Set problem: Reproduce word for word the stretch of the essay on centralized government below, from "Filed under: Capitalism, Democrat" through "number of people.".

* start Selected passage *

Filed under: Capitalism, Democrat Corruption, Economy, History, Law, Progressivism, The Constitution, The United States | Tags: Bloated Bureaucracy, Centralized Government, The Founding Fathers
The story of the Taylor family, just below, is an excellent example of Statism, Progressivism or just bureaucracy in general. Centralized government, by its very nature is one-size-fits-all government. All goes well until your case is a little different, until the one-size doesn’t fit you. Centralized government runs by regulation, and making regulations for over 315,000,000 people just isn’t going to fit a significant number of people.
The Taylor family’s only hope to avoid FEMA regulations is by getting Congress to pass some kind of exception to the regulations. How would you like your future dependent on getting Congress to pass a law just for you. It happens, but for some Congress cannot rescue you.
The Founding Fathers understood this. Their regulations came from the British government 3,500 miles away, with the fastest communication by sailing packet. And the British government was not shy about regulating. Americans got fed up with bureaucratic regulation that had no real understanding of the realities in the colonies. So the colonies revolted against the crown. The American people’s distaste for bureaucracy is real and longstanding.
In 1651, long before the Revolution, England began passing a series of Navigation Acts to regulate the trade of its American colonies. John Steele Gordon explained:
These acts restricted the colonies to using ships built, owned, and manned by British subjects. The Dutch, far more efficient merchant mariners than the English in the mid-seventeenth century, were able to profitably ship the tobacco of the Chesapeake to Europe for as much as a third less than English ships could. But as the English merchant marine grew and as New England became a major shipping center in its own right, shipping costs declined even without Dutch competition.

* end Selected passage *
* start Data listing *

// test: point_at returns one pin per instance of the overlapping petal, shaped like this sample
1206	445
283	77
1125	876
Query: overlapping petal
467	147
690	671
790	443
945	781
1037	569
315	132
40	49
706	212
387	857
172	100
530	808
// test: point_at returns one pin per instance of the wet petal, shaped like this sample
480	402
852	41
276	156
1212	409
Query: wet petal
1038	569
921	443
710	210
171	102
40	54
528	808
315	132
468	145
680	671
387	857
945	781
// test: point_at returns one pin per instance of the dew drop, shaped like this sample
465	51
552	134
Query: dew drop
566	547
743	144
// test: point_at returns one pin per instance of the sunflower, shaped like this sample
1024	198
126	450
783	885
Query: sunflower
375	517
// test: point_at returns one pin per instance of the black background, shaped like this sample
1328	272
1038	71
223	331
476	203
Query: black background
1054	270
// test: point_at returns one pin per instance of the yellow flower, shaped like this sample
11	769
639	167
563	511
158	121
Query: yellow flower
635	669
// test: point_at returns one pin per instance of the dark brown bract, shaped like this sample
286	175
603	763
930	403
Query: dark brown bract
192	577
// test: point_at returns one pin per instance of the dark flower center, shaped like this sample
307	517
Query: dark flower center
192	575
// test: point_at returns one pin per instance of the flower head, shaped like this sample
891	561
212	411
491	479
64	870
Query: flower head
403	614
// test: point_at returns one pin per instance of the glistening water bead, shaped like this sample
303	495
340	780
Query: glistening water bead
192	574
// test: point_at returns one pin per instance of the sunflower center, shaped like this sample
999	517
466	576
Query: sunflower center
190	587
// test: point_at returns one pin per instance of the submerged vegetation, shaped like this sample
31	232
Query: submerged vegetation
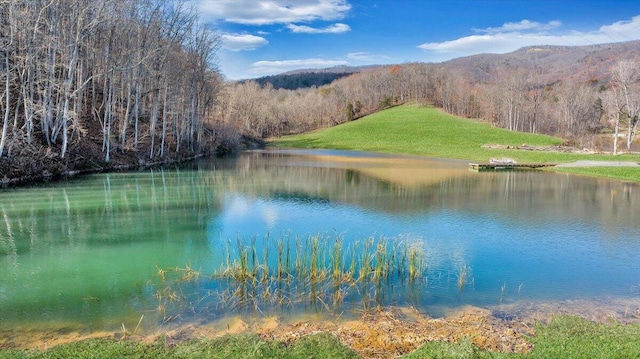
318	273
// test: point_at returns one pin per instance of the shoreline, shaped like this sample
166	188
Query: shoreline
384	332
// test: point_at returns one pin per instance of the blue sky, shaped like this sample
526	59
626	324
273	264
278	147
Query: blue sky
266	37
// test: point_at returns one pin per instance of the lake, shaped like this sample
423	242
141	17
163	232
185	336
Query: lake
105	251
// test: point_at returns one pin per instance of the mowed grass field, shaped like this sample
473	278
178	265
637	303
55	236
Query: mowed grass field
564	337
427	131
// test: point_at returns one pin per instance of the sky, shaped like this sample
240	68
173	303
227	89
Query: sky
268	37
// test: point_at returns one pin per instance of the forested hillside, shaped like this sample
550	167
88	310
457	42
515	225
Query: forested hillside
584	94
89	84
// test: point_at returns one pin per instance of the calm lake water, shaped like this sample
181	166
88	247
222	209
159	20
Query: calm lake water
88	253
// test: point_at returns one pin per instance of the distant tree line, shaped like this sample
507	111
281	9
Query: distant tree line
513	97
130	75
296	81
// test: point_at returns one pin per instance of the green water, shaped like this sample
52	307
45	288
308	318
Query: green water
86	253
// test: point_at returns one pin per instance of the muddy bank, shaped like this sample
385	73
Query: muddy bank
381	333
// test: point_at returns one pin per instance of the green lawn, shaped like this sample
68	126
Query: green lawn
427	131
565	337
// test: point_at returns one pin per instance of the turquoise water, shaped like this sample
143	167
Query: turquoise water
87	252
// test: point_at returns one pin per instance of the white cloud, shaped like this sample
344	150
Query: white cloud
367	57
333	29
252	12
512	36
242	42
276	67
524	25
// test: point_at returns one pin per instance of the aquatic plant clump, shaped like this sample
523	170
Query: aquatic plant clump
316	273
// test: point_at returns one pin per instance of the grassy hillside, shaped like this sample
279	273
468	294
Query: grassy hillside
425	131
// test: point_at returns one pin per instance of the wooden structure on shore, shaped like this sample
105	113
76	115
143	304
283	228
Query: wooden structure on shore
492	166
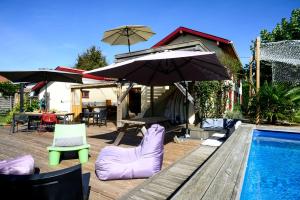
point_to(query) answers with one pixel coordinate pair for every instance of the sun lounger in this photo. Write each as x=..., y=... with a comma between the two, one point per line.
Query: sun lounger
x=139, y=162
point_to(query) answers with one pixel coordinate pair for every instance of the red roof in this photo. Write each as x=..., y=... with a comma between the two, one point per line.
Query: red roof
x=181, y=30
x=3, y=79
x=72, y=70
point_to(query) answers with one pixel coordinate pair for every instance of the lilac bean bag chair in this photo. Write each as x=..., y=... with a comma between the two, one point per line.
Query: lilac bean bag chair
x=22, y=165
x=139, y=162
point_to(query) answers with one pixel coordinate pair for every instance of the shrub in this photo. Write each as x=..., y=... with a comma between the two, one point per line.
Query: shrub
x=275, y=102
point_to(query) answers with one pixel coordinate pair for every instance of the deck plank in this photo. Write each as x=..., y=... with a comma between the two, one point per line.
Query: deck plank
x=168, y=181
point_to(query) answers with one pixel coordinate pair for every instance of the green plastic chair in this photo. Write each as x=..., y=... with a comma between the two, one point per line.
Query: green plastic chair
x=67, y=133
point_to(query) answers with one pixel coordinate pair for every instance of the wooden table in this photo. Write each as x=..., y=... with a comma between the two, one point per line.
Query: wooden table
x=140, y=124
x=31, y=115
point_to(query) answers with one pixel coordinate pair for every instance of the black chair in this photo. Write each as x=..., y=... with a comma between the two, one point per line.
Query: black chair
x=66, y=184
x=85, y=116
x=100, y=117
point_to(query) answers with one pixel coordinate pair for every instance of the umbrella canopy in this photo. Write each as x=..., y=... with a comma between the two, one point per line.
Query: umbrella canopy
x=41, y=75
x=166, y=68
x=127, y=35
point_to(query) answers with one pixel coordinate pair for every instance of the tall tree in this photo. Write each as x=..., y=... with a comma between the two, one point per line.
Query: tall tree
x=286, y=30
x=91, y=59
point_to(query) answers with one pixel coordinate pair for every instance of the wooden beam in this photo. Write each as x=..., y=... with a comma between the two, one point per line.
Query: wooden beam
x=257, y=62
x=122, y=97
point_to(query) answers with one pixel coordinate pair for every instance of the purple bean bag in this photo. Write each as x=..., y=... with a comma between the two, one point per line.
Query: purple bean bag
x=139, y=162
x=22, y=165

* end Data listing *

Solution for this exercise:
Filed under: Capitalism, Democrat Corruption, Economy, History, Law, Progressivism, The Constitution, The United States | Tags: Bloated Bureaucracy, Centralized Government, The Founding Fathers
The story of the Taylor family, just below, is an excellent example of Statism, Progressivism or just bureaucracy in general. Centralized government, by its very nature is one-size-fits-all government. All goes well until your case is a little different, until the one-size doesn’t fit you. Centralized government runs by regulation, and making regulations for over 315,000,000 people just isn’t going to fit a significant number of people.